Copy out every record below, word for word.

INFORMATION SHOWN:
↓
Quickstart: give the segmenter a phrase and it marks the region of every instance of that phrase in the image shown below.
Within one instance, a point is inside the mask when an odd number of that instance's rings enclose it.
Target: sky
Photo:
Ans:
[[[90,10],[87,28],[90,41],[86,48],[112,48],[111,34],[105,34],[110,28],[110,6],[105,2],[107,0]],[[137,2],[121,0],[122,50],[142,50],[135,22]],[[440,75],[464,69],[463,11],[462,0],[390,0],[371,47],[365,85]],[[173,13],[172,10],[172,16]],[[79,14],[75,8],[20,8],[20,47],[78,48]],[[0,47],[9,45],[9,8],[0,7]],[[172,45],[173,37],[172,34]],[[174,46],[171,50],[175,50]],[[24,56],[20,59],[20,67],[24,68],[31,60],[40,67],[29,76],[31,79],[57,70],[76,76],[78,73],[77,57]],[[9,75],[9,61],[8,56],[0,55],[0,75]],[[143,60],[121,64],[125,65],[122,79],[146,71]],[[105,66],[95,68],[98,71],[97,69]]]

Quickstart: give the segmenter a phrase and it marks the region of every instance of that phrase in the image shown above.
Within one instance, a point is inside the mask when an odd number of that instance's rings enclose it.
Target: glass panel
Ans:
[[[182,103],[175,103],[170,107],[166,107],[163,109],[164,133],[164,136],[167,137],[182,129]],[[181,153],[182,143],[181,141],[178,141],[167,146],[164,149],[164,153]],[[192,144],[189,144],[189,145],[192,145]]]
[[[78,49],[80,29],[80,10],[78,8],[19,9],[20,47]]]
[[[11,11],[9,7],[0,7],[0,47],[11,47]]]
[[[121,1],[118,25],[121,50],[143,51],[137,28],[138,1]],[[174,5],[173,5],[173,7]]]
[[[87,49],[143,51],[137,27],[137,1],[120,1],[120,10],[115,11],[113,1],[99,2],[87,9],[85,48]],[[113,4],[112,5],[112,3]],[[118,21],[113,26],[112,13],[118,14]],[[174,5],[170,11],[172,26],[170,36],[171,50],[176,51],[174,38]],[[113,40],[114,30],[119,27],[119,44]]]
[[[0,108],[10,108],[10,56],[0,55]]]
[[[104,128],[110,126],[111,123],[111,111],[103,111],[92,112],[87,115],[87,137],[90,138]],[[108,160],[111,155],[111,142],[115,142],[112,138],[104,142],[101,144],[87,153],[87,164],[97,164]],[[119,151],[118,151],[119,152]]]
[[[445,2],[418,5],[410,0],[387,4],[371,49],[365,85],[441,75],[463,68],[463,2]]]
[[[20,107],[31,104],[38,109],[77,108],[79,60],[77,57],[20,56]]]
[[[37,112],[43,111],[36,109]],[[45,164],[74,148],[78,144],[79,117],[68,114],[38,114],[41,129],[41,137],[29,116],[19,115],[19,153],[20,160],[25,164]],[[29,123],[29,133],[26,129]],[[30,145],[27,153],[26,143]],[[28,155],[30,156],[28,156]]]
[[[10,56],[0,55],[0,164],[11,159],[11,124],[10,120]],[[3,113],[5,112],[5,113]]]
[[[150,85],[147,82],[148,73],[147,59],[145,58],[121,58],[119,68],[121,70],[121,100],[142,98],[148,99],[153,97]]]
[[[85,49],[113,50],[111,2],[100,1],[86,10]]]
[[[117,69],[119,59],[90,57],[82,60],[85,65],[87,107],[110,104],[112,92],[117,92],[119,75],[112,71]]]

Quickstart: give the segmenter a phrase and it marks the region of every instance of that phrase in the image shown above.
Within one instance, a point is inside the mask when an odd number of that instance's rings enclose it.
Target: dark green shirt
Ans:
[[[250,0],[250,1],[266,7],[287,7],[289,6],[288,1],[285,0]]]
↑
CORRECT RESPONSE:
Quickstart: give the segmenter a phrase and it marks the region of every instance of that phrase in the image shown below.
Within one instance, a point is inside the mask when an odd number of that instance's rings enclose it.
Target: sky
Photo:
Ans:
[[[90,10],[87,28],[90,41],[86,48],[112,48],[111,34],[105,34],[110,28],[110,6],[105,2],[107,0]],[[137,2],[121,0],[122,50],[142,50],[135,22]],[[440,75],[464,69],[463,11],[462,0],[390,0],[371,47],[365,85]],[[173,13],[172,10],[172,16]],[[79,14],[75,8],[20,8],[20,47],[78,48]],[[0,47],[9,45],[9,8],[0,7]],[[172,45],[173,37],[172,34]],[[174,46],[171,50],[175,50]],[[24,56],[20,59],[20,67],[24,68],[31,60],[40,67],[29,76],[31,79],[57,70],[76,76],[78,73],[77,57]],[[9,75],[9,61],[8,56],[0,55],[0,75]],[[143,60],[121,64],[125,65],[122,79],[146,71]],[[105,66],[95,68],[98,71],[97,69]]]

Quickstart: give the segmenter a phrase and it marks the region of every instance of that phrase in the image shown above.
Within one instance, a point is inside the mask when an odd number of that instance's rings enclose it.
Target: glass panel
Ans:
[[[182,103],[175,103],[170,107],[166,107],[163,109],[164,133],[164,136],[167,137],[182,129]],[[181,153],[182,143],[181,141],[178,141],[167,146],[164,149],[164,153]],[[192,144],[189,144],[189,145],[192,145]]]
[[[78,49],[80,29],[80,10],[78,8],[19,9],[20,47]]]
[[[11,11],[9,7],[0,7],[0,47],[11,47]]]
[[[121,1],[118,25],[121,50],[143,51],[137,28],[138,1]],[[174,5],[173,5],[173,7]]]
[[[87,49],[143,51],[137,27],[137,1],[120,1],[120,10],[115,11],[113,1],[99,2],[87,9],[85,48]],[[113,4],[112,5],[112,3]],[[118,21],[113,26],[112,13],[118,14]],[[174,5],[170,11],[172,26],[170,36],[171,50],[176,51],[174,38]],[[113,40],[114,30],[119,27],[119,44]]]
[[[0,108],[10,108],[10,56],[0,55]]]
[[[104,128],[110,126],[111,123],[111,111],[103,111],[92,112],[87,115],[87,137],[90,138]],[[108,160],[111,155],[111,142],[115,142],[112,138],[104,142],[101,144],[87,153],[87,164],[97,164]],[[119,151],[118,151],[119,152]]]
[[[445,2],[418,5],[410,0],[387,4],[371,49],[365,85],[441,75],[463,68],[463,2]]]
[[[20,107],[31,104],[38,109],[77,108],[79,60],[77,57],[20,56]]]
[[[37,112],[43,111],[36,109]],[[45,164],[74,148],[78,144],[79,117],[68,114],[38,114],[41,129],[41,137],[29,116],[19,115],[19,153],[20,160],[25,164]],[[29,123],[29,133],[26,129]],[[30,145],[27,153],[26,143]],[[28,155],[30,156],[28,156]]]
[[[10,56],[0,55],[0,164],[11,159],[11,124],[10,120]],[[3,113],[5,112],[5,113]]]
[[[150,85],[147,82],[148,73],[147,59],[145,58],[121,58],[119,68],[121,70],[121,100],[142,98],[148,99],[153,97]]]
[[[85,49],[113,50],[111,2],[100,1],[86,10]]]
[[[117,69],[119,59],[90,57],[82,60],[85,65],[87,107],[110,104],[112,92],[117,92],[119,75],[112,71]]]

Quickstart: give the segmenter a phrase and it marks the region of every instance of that phrase in the image shown above.
Within one instance, a point is inside the mask when an odd number of that instance's rings enclose it.
Target: dark green shirt
Ans:
[[[250,0],[250,1],[266,7],[287,7],[289,6],[288,1],[285,0]]]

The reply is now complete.